(REQUIREMENT): Wherever a line holds the word "bumper", copy that line from the data.

Stored records
[Start of Attachment]

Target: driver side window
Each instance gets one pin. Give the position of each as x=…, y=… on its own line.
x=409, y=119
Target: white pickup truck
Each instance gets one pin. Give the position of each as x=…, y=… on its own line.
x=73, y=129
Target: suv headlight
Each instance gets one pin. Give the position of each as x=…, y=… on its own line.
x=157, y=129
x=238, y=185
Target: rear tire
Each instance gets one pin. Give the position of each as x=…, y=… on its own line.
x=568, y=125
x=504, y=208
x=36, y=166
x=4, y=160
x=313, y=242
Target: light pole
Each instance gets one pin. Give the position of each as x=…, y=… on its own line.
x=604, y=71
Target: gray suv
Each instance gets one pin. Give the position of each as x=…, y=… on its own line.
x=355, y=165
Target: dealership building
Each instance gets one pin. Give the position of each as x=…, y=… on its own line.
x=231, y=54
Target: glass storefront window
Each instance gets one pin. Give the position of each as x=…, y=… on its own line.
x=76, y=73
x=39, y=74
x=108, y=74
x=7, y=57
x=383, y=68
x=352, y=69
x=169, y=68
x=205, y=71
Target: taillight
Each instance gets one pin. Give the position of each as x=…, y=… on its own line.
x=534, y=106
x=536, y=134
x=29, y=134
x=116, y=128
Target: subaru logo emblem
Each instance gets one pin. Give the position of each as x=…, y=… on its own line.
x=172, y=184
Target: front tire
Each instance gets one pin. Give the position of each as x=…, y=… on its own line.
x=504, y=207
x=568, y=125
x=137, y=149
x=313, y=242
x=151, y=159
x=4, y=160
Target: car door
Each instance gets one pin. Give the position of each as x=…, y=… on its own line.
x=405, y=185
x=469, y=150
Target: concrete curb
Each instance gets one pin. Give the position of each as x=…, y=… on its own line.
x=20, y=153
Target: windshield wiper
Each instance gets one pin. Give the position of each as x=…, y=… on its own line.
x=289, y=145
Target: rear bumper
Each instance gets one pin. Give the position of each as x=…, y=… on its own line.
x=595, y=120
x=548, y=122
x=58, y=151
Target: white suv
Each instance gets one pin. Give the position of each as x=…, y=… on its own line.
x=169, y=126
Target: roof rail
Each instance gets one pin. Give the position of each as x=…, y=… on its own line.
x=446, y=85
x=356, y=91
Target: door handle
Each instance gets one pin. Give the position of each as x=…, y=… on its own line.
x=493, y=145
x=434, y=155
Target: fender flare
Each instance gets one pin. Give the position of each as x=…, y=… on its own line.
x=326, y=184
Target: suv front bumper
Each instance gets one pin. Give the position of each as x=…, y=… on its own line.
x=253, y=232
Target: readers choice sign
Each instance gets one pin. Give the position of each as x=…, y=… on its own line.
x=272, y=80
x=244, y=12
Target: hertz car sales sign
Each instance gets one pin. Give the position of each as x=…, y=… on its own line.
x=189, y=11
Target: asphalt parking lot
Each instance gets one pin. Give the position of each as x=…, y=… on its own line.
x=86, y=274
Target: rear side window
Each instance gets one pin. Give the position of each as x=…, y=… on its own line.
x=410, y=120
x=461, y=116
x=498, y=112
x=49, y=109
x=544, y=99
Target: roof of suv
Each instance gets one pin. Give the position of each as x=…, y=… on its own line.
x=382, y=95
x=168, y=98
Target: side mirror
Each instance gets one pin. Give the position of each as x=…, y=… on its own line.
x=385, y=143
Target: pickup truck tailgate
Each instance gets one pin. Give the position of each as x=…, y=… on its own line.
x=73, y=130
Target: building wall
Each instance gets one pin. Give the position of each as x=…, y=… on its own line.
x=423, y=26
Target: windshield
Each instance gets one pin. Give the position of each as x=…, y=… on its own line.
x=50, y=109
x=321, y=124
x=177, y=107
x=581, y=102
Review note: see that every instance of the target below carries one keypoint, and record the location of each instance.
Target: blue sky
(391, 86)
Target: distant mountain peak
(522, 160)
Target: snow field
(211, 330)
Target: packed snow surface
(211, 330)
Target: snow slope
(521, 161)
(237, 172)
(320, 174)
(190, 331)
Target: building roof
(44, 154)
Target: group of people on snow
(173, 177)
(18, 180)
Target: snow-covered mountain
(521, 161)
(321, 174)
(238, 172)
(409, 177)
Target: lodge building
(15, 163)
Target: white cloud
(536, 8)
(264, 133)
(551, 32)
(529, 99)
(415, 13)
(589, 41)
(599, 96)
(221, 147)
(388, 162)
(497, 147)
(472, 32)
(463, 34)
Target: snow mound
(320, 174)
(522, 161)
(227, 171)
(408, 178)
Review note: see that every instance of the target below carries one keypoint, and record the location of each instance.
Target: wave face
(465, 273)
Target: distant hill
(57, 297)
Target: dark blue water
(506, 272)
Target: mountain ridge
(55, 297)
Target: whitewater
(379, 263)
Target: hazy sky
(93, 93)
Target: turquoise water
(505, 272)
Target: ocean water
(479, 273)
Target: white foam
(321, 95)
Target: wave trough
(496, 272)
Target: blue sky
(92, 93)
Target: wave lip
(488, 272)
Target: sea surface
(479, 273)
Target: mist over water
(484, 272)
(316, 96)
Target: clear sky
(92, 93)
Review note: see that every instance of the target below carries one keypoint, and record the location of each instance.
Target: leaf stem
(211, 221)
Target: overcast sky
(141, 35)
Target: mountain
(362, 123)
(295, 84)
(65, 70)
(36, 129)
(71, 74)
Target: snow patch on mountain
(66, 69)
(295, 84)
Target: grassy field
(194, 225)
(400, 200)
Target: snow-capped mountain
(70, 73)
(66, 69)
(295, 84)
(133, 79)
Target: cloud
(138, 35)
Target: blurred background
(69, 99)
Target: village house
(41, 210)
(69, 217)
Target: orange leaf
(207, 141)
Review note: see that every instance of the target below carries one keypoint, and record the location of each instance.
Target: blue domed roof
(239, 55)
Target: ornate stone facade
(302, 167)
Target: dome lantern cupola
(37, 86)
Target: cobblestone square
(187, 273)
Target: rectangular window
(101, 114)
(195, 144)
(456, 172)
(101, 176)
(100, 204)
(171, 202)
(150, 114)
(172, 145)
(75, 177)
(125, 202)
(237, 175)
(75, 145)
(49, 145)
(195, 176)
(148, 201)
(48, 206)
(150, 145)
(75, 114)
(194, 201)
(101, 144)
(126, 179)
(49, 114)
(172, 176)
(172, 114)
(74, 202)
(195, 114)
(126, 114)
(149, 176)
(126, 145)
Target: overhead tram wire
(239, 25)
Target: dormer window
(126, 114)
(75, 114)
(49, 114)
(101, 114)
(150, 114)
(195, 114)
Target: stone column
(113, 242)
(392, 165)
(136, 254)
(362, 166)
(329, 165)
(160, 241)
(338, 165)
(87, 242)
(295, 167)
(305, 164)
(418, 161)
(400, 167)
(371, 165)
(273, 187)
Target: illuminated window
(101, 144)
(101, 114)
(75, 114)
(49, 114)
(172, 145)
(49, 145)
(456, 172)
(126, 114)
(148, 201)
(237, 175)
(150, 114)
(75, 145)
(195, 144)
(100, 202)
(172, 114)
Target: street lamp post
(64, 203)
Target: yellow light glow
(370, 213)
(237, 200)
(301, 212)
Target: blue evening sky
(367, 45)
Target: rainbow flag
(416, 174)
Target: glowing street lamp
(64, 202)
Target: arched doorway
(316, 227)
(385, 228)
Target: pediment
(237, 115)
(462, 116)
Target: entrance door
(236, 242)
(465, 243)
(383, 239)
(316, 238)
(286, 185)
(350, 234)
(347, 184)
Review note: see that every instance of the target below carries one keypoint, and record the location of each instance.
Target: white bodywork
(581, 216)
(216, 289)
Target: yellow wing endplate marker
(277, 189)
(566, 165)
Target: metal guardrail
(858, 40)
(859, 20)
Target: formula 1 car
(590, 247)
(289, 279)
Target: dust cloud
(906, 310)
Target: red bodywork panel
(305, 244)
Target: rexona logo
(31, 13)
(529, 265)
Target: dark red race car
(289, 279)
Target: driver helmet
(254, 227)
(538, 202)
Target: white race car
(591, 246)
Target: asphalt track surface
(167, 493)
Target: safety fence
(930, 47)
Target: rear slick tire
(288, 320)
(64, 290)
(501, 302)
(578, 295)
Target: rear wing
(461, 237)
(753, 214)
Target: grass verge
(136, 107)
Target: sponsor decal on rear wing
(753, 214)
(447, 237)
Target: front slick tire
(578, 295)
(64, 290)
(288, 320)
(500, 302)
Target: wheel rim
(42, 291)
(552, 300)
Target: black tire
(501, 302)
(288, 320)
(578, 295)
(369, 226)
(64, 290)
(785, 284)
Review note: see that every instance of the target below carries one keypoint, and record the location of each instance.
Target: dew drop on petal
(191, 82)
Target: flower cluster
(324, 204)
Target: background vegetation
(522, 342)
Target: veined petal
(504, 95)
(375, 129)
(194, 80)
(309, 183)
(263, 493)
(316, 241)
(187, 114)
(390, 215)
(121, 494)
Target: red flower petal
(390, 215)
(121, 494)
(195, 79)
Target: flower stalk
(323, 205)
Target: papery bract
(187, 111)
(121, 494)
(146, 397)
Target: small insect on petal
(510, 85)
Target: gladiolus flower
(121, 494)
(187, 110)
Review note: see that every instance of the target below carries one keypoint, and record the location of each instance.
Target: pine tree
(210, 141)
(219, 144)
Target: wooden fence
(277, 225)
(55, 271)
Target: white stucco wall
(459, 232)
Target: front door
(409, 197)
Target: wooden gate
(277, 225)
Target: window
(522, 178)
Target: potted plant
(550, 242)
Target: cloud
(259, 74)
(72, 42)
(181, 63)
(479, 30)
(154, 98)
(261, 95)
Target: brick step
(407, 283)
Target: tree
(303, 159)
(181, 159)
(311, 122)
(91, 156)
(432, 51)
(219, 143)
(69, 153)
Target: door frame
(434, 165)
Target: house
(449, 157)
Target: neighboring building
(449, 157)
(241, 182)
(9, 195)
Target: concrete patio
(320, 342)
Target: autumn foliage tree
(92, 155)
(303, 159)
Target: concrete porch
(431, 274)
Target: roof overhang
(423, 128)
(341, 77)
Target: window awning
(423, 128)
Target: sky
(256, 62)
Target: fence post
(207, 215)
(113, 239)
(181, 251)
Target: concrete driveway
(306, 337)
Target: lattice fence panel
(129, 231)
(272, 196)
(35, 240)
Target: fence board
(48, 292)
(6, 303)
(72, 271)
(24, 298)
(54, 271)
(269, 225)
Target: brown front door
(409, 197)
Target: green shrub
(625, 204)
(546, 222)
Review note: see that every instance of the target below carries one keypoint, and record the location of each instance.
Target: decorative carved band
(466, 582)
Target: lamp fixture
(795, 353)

[End of Attachment]

(EXERCISE RESULT):
Target: rear bumper
Target: suv front bumper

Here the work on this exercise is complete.